*Material for the task:*
_ _ _ _
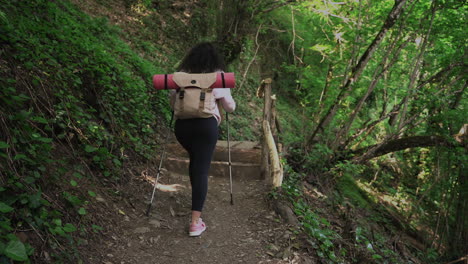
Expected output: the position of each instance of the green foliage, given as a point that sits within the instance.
(69, 81)
(317, 228)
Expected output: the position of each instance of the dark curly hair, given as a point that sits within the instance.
(202, 58)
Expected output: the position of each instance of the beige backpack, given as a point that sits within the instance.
(194, 98)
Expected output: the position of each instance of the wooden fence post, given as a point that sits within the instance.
(266, 89)
(271, 168)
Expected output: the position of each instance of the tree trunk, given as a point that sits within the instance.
(359, 68)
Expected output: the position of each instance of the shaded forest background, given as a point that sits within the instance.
(371, 99)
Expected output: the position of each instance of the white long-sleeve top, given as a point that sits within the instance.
(222, 95)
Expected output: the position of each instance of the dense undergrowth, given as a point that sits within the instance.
(75, 104)
(77, 110)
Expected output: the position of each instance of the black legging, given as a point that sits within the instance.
(198, 136)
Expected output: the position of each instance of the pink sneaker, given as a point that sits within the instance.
(197, 229)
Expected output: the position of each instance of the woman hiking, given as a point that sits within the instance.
(198, 136)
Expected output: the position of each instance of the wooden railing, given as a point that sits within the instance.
(271, 168)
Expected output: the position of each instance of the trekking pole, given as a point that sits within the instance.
(229, 155)
(160, 166)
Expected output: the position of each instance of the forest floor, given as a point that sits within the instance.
(247, 232)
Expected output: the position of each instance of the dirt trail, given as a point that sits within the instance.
(246, 232)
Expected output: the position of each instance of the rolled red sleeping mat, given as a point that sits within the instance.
(223, 80)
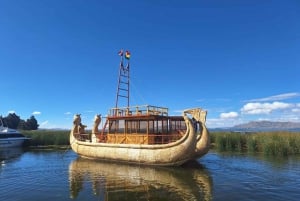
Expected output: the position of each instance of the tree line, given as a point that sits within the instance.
(15, 122)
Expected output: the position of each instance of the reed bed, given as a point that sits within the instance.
(270, 143)
(48, 137)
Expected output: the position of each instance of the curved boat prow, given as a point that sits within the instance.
(203, 140)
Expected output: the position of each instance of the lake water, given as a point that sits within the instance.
(60, 175)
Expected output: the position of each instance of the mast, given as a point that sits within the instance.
(124, 79)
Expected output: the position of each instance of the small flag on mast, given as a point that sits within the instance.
(120, 53)
(127, 55)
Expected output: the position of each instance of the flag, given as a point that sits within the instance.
(120, 53)
(127, 54)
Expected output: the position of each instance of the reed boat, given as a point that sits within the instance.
(143, 134)
(10, 137)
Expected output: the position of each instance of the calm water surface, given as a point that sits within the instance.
(61, 175)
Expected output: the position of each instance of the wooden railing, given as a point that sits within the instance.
(138, 110)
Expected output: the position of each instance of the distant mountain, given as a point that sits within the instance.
(267, 126)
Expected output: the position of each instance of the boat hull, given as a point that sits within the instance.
(172, 154)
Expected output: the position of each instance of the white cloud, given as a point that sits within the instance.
(44, 123)
(36, 113)
(229, 115)
(276, 97)
(264, 108)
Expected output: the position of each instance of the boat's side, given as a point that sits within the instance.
(203, 139)
(175, 153)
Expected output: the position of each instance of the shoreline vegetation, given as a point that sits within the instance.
(275, 143)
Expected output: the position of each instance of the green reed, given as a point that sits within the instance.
(48, 137)
(269, 143)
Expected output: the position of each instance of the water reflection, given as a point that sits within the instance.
(111, 181)
(10, 153)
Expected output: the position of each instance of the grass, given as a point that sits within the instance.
(48, 137)
(269, 143)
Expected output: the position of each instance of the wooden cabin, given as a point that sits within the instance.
(142, 125)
_ _ _ _
*Task statement:*
Except for the pictures, please retype the listing above exactly.

*Output below:*
Expected output: the position of each instance of the green foliage, given as a point that sits within the instance.
(69, 81)
(317, 228)
Expected output: the position of each instance of the dark curly hair, given as a point that sits within the instance.
(202, 58)
Expected output: the position of each instance of the beige backpack, given as a point that sits within the instance.
(194, 98)
Expected output: the position of each instance of the wooden fence post, given as a point that sits within the instance.
(266, 89)
(271, 168)
Expected output: the position of each instance of the tree trunk, given as a point that sits within the instance.
(359, 68)
Expected output: the position of each instance of the shaded forest background, given as a point that sits within the instance.
(371, 99)
Expected output: the position of each instance of the white long-sleeve top, given as a point that sits within the instance.
(222, 95)
Expected output: the position of each instance of the dense undergrowth, given as a point that sits within the instance.
(75, 104)
(77, 110)
Expected output: the position of each instance of the black legging, given as a point that sits within the instance.
(198, 136)
Expected output: the position of each instance of the pink sneaker, given as a point that sits within the instance.
(197, 229)
Expected output: the position of each instance of the woman hiking, given as a point that sits within the instance.
(198, 136)
Expected output: the position of each instance of the wooden railing, given as a point that sits within the instance.
(271, 168)
Expected output: the position of each instance of the trekking pole, given as a point that sits within the instance.
(229, 155)
(160, 166)
Expected output: the position of each instance of the forest floor, given as a point that sits within the instance.
(247, 232)
Expected output: the position of each instance of the dirt trail, given as a point that sits within the instance.
(246, 232)
Expected output: the position of each instance of the rolled red sleeping mat, given as a point that sits within the instance.
(223, 80)
Expected output: the position of each instance of the tree line, given as a point that sits within the instance.
(15, 122)
Expected output: the position of each instance of the reed bed, given as a point that sits within the instance.
(270, 143)
(48, 137)
Expected output: the position of each instance of the curved boat prow, given as a point that sits within the instance.
(203, 140)
Expected output: the position of each instance of the lake water, given as a point that sits within the instance.
(60, 175)
Expected output: the position of each instance of the mast, given as a point that sits within the instance.
(124, 79)
Expected output: the position of each instance of the small flag on mast, given as a point that sits within the instance.
(120, 53)
(127, 55)
Expected output: the position of each instance of the flag, given as a point that sits within the instance.
(120, 53)
(127, 54)
Expected output: the position of each instance of the reed boat, given as a point that sits within the instance.
(143, 134)
(10, 137)
Expected output: the position of each instance of the calm water surface, given as a point that sits within the instance.
(61, 175)
Expected output: the position of each instance of the wooden railing, given as a point that sits within the instance.
(138, 110)
Expected output: the position of each instance of the distant mountain, given as a point that sits within the instance.
(267, 126)
Expected output: the position of each instance of the boat hull, given as a point that sits within the instance.
(172, 154)
Expected output: the position of each instance of the white cloud, given as a point that sits within the instance.
(44, 123)
(36, 113)
(229, 115)
(276, 97)
(264, 108)
Expected output: the position of each instance of the boat's side, given as a point that sits within the instance.
(203, 139)
(175, 153)
Expected output: the position of each instance of the shoreline vegetation, given as a point that sits within the instance.
(275, 143)
Expected output: the position of each instance of the green reed, given as a point that sits within the instance.
(48, 137)
(269, 143)
Expected output: the position of each instance of the water reflection, given as a point that sits within the instance.
(111, 181)
(10, 153)
Expected output: the position of each instance of the grass, given as a point that sits within the instance.
(48, 137)
(269, 143)
Expected output: the position of each instance of the wooden cabin, given as a point that sits within the instance.
(142, 125)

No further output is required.